[Collected data entries]
>> START
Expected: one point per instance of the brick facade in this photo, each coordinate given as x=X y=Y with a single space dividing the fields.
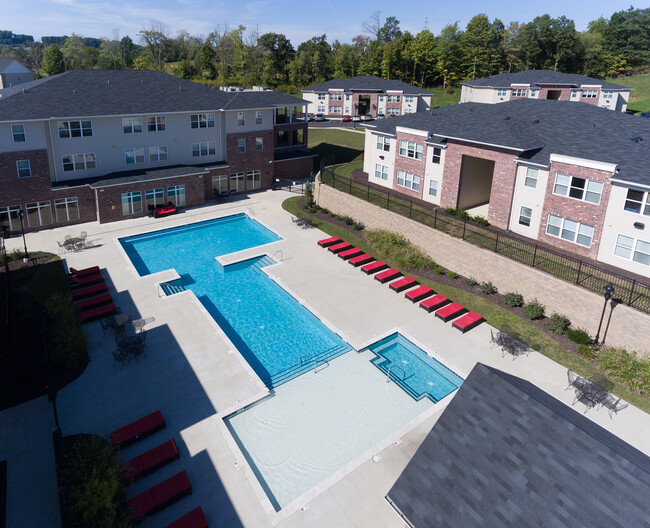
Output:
x=574 y=209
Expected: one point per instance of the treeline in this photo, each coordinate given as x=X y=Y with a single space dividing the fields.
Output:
x=240 y=56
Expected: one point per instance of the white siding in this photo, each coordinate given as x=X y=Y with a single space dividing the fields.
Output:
x=618 y=221
x=528 y=197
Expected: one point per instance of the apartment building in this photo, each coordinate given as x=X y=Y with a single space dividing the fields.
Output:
x=572 y=176
x=366 y=95
x=546 y=84
x=107 y=145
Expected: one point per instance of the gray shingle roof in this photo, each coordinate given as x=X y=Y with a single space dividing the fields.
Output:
x=121 y=92
x=367 y=82
x=541 y=127
x=541 y=77
x=505 y=453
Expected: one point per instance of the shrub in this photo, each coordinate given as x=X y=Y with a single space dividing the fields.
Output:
x=488 y=288
x=534 y=309
x=513 y=299
x=559 y=324
x=578 y=335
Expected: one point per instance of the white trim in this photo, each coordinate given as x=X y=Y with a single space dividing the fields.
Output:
x=582 y=162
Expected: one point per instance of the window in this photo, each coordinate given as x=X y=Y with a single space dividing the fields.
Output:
x=18 y=133
x=135 y=155
x=381 y=172
x=408 y=180
x=39 y=213
x=132 y=125
x=176 y=194
x=578 y=188
x=10 y=217
x=532 y=175
x=237 y=182
x=253 y=180
x=202 y=120
x=205 y=148
x=525 y=215
x=66 y=209
x=569 y=230
x=158 y=153
x=79 y=161
x=131 y=203
x=631 y=249
x=383 y=143
x=638 y=201
x=154 y=198
x=24 y=170
x=410 y=149
x=69 y=129
x=156 y=123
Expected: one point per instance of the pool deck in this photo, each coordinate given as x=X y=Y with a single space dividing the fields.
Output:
x=193 y=374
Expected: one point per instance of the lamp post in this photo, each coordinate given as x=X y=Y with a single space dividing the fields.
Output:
x=21 y=215
x=609 y=291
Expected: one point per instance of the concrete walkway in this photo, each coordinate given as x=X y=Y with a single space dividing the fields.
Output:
x=195 y=376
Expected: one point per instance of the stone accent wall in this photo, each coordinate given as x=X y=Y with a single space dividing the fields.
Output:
x=581 y=306
x=573 y=209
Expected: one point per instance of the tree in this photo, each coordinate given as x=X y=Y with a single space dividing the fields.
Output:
x=53 y=60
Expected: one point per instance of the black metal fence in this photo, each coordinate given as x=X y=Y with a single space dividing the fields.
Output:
x=629 y=291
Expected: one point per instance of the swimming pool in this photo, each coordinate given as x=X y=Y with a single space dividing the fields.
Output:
x=277 y=336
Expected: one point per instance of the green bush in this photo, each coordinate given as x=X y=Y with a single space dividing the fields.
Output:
x=534 y=309
x=559 y=324
x=513 y=299
x=488 y=288
x=578 y=335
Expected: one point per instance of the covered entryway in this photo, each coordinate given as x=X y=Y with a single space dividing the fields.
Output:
x=475 y=182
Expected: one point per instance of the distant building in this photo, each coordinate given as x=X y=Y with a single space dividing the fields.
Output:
x=366 y=95
x=13 y=73
x=546 y=84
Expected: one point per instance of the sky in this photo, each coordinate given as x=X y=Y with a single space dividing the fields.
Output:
x=298 y=20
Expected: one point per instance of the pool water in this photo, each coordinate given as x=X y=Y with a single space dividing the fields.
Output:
x=278 y=337
x=413 y=369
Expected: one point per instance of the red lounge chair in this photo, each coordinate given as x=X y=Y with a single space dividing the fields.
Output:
x=403 y=284
x=94 y=301
x=326 y=242
x=194 y=519
x=467 y=322
x=361 y=260
x=341 y=246
x=95 y=313
x=374 y=267
x=84 y=272
x=137 y=430
x=435 y=302
x=388 y=275
x=450 y=311
x=86 y=281
x=150 y=461
x=418 y=294
x=349 y=253
x=80 y=293
x=161 y=495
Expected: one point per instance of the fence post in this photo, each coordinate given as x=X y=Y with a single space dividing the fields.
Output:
x=629 y=303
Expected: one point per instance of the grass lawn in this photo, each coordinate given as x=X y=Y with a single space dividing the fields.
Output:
x=640 y=96
x=342 y=146
x=493 y=314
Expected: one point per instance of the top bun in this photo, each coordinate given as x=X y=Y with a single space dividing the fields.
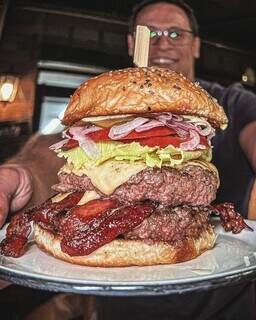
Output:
x=142 y=90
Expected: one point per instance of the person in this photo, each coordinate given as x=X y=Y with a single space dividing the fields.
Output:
x=174 y=44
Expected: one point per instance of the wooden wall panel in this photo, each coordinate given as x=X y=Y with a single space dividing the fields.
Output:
x=22 y=107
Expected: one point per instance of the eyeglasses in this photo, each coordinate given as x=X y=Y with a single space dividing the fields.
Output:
x=178 y=37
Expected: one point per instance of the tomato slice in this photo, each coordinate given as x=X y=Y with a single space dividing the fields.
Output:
x=102 y=135
x=163 y=142
x=159 y=136
x=70 y=144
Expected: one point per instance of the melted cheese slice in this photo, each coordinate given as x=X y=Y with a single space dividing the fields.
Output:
x=109 y=175
x=88 y=196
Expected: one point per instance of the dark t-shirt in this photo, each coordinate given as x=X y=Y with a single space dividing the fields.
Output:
x=232 y=303
x=236 y=174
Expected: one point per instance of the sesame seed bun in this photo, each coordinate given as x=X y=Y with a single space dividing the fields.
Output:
x=142 y=90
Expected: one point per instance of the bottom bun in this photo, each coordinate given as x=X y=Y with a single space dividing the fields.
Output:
x=124 y=253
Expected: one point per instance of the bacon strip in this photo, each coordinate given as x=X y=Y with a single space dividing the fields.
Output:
x=230 y=219
x=115 y=223
x=17 y=233
x=82 y=218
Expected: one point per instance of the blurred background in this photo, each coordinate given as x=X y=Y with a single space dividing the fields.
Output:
x=47 y=48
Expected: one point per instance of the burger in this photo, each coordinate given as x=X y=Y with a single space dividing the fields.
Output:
x=137 y=184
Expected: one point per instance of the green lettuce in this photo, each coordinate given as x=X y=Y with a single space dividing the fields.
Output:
x=152 y=156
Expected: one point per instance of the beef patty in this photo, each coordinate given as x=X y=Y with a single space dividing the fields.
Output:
x=172 y=224
x=191 y=185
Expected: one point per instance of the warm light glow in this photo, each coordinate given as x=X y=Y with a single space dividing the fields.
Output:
x=6 y=91
x=244 y=78
x=8 y=87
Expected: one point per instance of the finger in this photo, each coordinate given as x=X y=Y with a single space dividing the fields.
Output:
x=4 y=208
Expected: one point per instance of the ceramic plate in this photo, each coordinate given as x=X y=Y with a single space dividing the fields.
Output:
x=232 y=260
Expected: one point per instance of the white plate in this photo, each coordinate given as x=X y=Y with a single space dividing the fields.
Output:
x=232 y=260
>> END
» **Problem statement**: Reproduce verbatim the lines of the material from the line with "Expected: one point per instance of the bacon" up to and including the last line of the material.

» **Result for this task**:
Expected: one point per instance of the bacon strip in this photo, each coordinate given as x=X y=Y with a single space dividing the fields.
Output:
x=230 y=219
x=115 y=223
x=17 y=233
x=82 y=218
Expected: one point per instance of the blurred background in this photo, each coordinate given as x=X y=Y with a single space dividing the fields.
Output:
x=47 y=48
Expected: one point per instance of the burger in this photo, each coordinate given as x=X y=Y with a single space dividing the fields.
Output:
x=137 y=184
Expected: one point per instance of the green lettuce in this photo, each coordinate given as x=X y=Y with a single space dividing the fields.
Output:
x=152 y=156
Expected: one point per instance of the beef patty in this photo, each coordinate given as x=X y=Y with a single space dividing the fields.
Output:
x=172 y=224
x=191 y=185
Expected: one point per instance of the warm light glow in this photo, each coordinate given as x=X y=Y with a single space dividing the fields.
Output:
x=6 y=91
x=244 y=78
x=8 y=87
Expected: one point per instance of the finger in this photo, each coordinate given as x=X y=Y with a single space dividing the fields.
Output:
x=4 y=208
Expected: one point per instance of the ceramic plate in this photo, each coordinate given as x=X y=Y with a single space dividing the fields.
Output:
x=232 y=260
Expected: one point per instance of the white plate in this photo, each coordinate given as x=X y=Y with a single space dividing the fields.
Output:
x=232 y=260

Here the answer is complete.